— SET EXERCISE A —
In the article below about IndiGo and rising airline costs, list every staff group that the article says has a graduation ceremony at the end of its training.

The Indian civil aviation industry’s rising costs and losses have been dominating the news for some time now. Some giants in the past have got deeply entanged in this web and even declared bankruptcy. Recently, Jet Airways has been saved from hitting rock bottom having been bailed out by Etihad.
For most part of last year, the cost of running an airline went up predominantly because of rising fuel cost and devaluation of the rupee. In the airline industry, most purchases are sourced internationally, thereby resulting in additional foreign exchange spend, which in turn increases the burden on costs and profitability.
IndiGo Airways has not been spared media onslaught either. With its stock diving over 7 per cent in 10 days and the carrier struggling to hire talented pilots, it is surely creating a buzz in print and mass media for all the wrong reasons.
HRKatha spoke to Raj Raghavan, CHRO, IndiGo, and asked him about the complex dynamism of the aviation industry and how IndiGo is juggling with rising costs as well as the hiring and training of pilots and captains.
Why is the aviation industry so badly hit?
Since early last year and up until December, aviation fuel prices went up by approximately 40 per cent as compared to the previous year. Just as a reference, aviation fuel is a major portion of an airline’s costs and when you look at this particular cost component rising in proportion and add the complexity of a weakened rupee, these two costs contribute to almost 50 per cent.
Does it impact employee morale?
There is a cost to doing any business. In my mind, while cost is an expense item (debit), employee morale needs to fall on the credit side. When an organisation treats its employees fairly and respectfully, employee morale doesn’t sag. As you may already know, IndiGo has never defaulted on salaries from the time the airline was launched, in 2006. In addition, it has consistently paid bonuses each year and its compensation levels are well benchmarked to the industry.
That is not all. IndiGo continues to regularly invest on employee training and development. At any given time, its ‘ifly’ training centre in Gurgaon has over a thousand employees under training. The training covers a wide range of areas, including several regulatory type trainings as well as customer service and other soft skills. For instance, all members of Indigo’s cabin crew undergo a rigorous 99-day course at ‘ifly’ before they start flying. At the end of the course, qualified employees attend a ‘graduation’ ceremony to which their parents, kith and kin are invited. Similar programmes are held for others too, including first officers, captains and engineers. And just as in the case of the cabin crew, these graduation ceremonies are attended by the parents, spouses, kith and kin of the employees. Indigo boasts of comprehensive training programmes for all categories of its staff.
“When you run a company, you don’t let your shoulders droop when cost lines go up. You must have a long-term vision and remember that the key component of a company is its employees,” says raj Raghavan, cHRo, indigo
How does IndiGo continue to motivate its employees?

Pointing records:
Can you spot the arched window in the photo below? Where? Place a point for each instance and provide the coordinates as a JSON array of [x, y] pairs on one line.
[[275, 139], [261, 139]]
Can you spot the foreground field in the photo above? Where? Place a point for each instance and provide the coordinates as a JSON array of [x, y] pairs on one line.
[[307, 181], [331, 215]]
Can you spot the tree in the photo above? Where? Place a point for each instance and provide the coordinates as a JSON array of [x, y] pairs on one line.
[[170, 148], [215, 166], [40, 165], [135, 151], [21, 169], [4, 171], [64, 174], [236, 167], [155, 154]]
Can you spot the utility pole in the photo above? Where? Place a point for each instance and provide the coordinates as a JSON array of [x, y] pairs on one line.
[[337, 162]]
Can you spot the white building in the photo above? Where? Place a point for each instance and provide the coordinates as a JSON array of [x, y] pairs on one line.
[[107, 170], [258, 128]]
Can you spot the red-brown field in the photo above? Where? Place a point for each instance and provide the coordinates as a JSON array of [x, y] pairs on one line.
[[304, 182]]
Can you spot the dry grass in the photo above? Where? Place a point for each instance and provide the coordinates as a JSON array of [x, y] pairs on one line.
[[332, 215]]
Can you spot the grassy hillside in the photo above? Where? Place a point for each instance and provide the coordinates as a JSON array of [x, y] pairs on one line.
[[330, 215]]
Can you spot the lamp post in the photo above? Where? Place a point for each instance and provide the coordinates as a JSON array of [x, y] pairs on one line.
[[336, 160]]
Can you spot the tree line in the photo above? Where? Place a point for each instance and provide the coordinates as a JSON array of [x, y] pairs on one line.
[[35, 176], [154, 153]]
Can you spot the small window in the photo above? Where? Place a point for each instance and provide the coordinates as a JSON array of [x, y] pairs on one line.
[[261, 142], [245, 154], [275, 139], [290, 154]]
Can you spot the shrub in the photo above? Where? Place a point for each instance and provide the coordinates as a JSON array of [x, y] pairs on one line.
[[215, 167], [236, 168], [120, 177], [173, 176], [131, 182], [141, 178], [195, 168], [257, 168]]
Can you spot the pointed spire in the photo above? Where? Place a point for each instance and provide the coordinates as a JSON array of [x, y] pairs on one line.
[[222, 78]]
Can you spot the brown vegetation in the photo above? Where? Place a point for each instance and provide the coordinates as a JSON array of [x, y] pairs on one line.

— SET EXERCISE B —
Please extract each line of the entries above that contains the string "field", treating uppercase and lowercase as different.

— CORRECT ANSWER A —
- Cabin crew
- First officers
- Captains
- Engineers

— CORRECT ANSWER B —
Can you spot the foreground field in the photo above? Where? Place a point for each instance and provide the coordinates as a JSON array of [x, y] pairs on one line.
Can you spot the red-brown field in the photo above? Where? Place a point for each instance and provide the coordinates as a JSON array of [x, y] pairs on one line.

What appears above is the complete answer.